Directions for this task ▸
Rewrite the records below, changing every "rough mask" to "coarse mask" and leaving everything else as it is.

Provided material ▸

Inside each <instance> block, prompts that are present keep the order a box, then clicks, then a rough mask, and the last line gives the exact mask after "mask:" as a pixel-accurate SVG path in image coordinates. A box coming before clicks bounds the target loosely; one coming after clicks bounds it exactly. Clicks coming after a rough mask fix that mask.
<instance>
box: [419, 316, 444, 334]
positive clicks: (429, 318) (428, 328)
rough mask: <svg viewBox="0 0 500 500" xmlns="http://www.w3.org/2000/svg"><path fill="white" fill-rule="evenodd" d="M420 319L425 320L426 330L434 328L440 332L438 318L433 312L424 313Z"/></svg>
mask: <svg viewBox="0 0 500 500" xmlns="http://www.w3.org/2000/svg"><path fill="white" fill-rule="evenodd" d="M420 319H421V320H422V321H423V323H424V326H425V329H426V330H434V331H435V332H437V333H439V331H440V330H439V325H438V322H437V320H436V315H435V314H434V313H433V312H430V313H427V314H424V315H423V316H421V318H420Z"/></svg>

Result of the task ▸
Inside each <instance> block, prompts that are present keep the order a box, then clicks, then a coarse mask, and the last line gives the exact mask after "mask:" as a pixel-accurate SVG path in image coordinates. A box coming before clicks bounds the target loosely; one coming after clicks bounds it exactly. Clicks coming after a coarse mask fix that mask.
<instance>
box: [419, 316, 444, 334]
positive clicks: (429, 318) (428, 328)
coarse mask: <svg viewBox="0 0 500 500" xmlns="http://www.w3.org/2000/svg"><path fill="white" fill-rule="evenodd" d="M420 319L425 320L426 330L434 328L440 332L438 318L433 312L424 313Z"/></svg>
mask: <svg viewBox="0 0 500 500" xmlns="http://www.w3.org/2000/svg"><path fill="white" fill-rule="evenodd" d="M420 319H421V320H422V321H423V323H424V326H425V329H426V330H434V331H435V332H437V333H439V331H440V330H439V325H438V322H437V320H436V315H435V314H434V313H433V312H430V313H427V314H424V315H423V316H421V318H420Z"/></svg>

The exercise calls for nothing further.